Supplied data
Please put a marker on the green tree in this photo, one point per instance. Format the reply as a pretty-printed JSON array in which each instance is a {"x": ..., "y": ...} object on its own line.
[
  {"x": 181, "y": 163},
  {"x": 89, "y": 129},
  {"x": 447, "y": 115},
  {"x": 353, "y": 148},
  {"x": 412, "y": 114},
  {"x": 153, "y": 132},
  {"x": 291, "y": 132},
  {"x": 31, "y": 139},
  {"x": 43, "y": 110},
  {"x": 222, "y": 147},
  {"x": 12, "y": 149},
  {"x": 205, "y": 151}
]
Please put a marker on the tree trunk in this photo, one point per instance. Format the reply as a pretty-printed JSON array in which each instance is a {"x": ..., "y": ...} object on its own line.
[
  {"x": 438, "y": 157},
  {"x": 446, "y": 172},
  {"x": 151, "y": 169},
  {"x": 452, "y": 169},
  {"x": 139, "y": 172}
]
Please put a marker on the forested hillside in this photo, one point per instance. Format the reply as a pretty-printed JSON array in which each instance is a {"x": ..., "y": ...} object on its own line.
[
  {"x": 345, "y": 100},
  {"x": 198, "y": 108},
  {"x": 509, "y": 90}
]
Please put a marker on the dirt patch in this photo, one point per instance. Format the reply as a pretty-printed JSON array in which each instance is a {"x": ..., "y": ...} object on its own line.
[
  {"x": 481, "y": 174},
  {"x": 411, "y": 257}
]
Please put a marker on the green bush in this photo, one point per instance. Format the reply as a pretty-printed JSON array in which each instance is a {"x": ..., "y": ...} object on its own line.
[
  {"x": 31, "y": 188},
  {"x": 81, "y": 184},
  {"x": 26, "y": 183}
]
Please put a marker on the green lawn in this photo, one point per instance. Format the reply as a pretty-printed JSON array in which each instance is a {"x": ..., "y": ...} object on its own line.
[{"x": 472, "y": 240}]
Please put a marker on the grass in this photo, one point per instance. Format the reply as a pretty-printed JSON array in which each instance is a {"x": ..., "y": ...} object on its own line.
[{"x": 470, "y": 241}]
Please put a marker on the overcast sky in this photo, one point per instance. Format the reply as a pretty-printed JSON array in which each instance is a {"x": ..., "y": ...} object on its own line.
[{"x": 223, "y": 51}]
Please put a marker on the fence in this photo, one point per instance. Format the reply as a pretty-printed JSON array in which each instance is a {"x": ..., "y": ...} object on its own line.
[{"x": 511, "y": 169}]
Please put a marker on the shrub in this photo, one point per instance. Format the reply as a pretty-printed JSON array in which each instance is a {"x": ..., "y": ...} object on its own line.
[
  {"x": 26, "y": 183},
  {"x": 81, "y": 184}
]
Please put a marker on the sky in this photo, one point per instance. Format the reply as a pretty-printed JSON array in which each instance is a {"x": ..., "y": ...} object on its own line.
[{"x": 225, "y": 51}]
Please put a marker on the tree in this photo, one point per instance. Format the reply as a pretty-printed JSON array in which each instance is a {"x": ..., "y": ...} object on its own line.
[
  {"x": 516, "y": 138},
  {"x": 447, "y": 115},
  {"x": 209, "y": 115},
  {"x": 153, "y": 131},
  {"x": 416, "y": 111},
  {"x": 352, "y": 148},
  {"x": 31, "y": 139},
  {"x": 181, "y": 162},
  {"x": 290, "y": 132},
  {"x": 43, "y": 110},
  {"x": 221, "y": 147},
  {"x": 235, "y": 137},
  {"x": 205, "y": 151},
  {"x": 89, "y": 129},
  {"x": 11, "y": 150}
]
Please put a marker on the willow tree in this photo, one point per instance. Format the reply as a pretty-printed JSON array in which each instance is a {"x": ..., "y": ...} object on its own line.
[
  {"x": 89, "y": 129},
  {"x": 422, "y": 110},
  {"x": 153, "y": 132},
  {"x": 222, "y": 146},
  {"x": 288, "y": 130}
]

Problem requirements
Using the data above, return each line exactly as written.

The output
Please put a marker on the green tree in this photo, one point per instance. Format the reply as a pretty-printed JSON array in which each instance is a {"x": ..., "y": ...} object on its own line.
[
  {"x": 181, "y": 163},
  {"x": 89, "y": 129},
  {"x": 447, "y": 115},
  {"x": 353, "y": 148},
  {"x": 412, "y": 114},
  {"x": 153, "y": 132},
  {"x": 291, "y": 132},
  {"x": 31, "y": 139},
  {"x": 43, "y": 110},
  {"x": 222, "y": 147},
  {"x": 12, "y": 149},
  {"x": 205, "y": 151}
]
Please put a marker on the tree trunk in this photo, one point per instance. Format the reply as a pretty-printed JSON array in which each instance is a {"x": ..., "y": ...} object on its own line.
[
  {"x": 438, "y": 157},
  {"x": 446, "y": 172},
  {"x": 151, "y": 169},
  {"x": 452, "y": 169},
  {"x": 139, "y": 172}
]
Please put a marker on the forested hillside in this photo, one point per instance. Format the reply as a pretty-printed JSON array in which each instance is a {"x": ..., "y": ...} object on its own line.
[
  {"x": 345, "y": 100},
  {"x": 198, "y": 108},
  {"x": 509, "y": 90}
]
Please put a marker on the dirt patch in this photo, one point per instance. Format the reply as a pretty-printed JSON array in which each instance is a {"x": ..., "y": ...} object on its own line.
[
  {"x": 481, "y": 174},
  {"x": 411, "y": 257}
]
Please put a marker on the green bush in this photo, one point per instance. Format the reply as a pretty-printed JSON array in which each instance is a {"x": ..., "y": ...} object on its own line.
[
  {"x": 31, "y": 188},
  {"x": 81, "y": 184},
  {"x": 26, "y": 183}
]
Please put a marker on the green lawn in this photo, one point per instance. Format the reply as a pretty-printed JSON array in which each instance is a {"x": ..., "y": ...} object on its own line.
[{"x": 472, "y": 240}]
Please put a marker on the grass in this photo, one point per instance. Format the reply as a pretty-printed JSON array in which each instance is a {"x": ..., "y": ...} object on its own line.
[{"x": 470, "y": 241}]
Please put a marker on the overcast sky in this photo, one point per instance. Format the reply as a pretty-printed JSON array in which each instance is a {"x": ..., "y": ...} object on its own line.
[{"x": 223, "y": 51}]
Please put a marker on the fence in this photo, one point per instance. Format the reply as a pretty-printed JSON array in which each instance is a {"x": ..., "y": ...} object on its own line.
[{"x": 511, "y": 169}]
Please put a marker on the shrub in this photo, one point per instance. Format the reply as a pretty-printed JSON array in which each instance is a {"x": ..., "y": ...} object on its own line.
[
  {"x": 26, "y": 183},
  {"x": 81, "y": 184}
]
Please put a marker on the sky in this photo, one point per instance. Format the reply as a pretty-printed JSON array in which each instance is a {"x": ..., "y": ...} object on its own line.
[{"x": 225, "y": 51}]
Please put a marker on the tree in this photo, one point per instance. Format the reply as a pretty-printed JSON array in which each instance is a {"x": ..., "y": ...} object on its own line.
[
  {"x": 516, "y": 138},
  {"x": 447, "y": 115},
  {"x": 209, "y": 115},
  {"x": 153, "y": 131},
  {"x": 416, "y": 111},
  {"x": 352, "y": 148},
  {"x": 31, "y": 139},
  {"x": 181, "y": 162},
  {"x": 290, "y": 132},
  {"x": 43, "y": 110},
  {"x": 221, "y": 147},
  {"x": 235, "y": 137},
  {"x": 205, "y": 151},
  {"x": 89, "y": 129},
  {"x": 11, "y": 150}
]
Please put a marker on the willow tree in this photo, one point per instance. Format the reply as a pretty-printed JSON array in which each instance is a {"x": ..., "y": ...} object on its own line.
[
  {"x": 89, "y": 129},
  {"x": 422, "y": 110},
  {"x": 153, "y": 132},
  {"x": 222, "y": 146},
  {"x": 288, "y": 130}
]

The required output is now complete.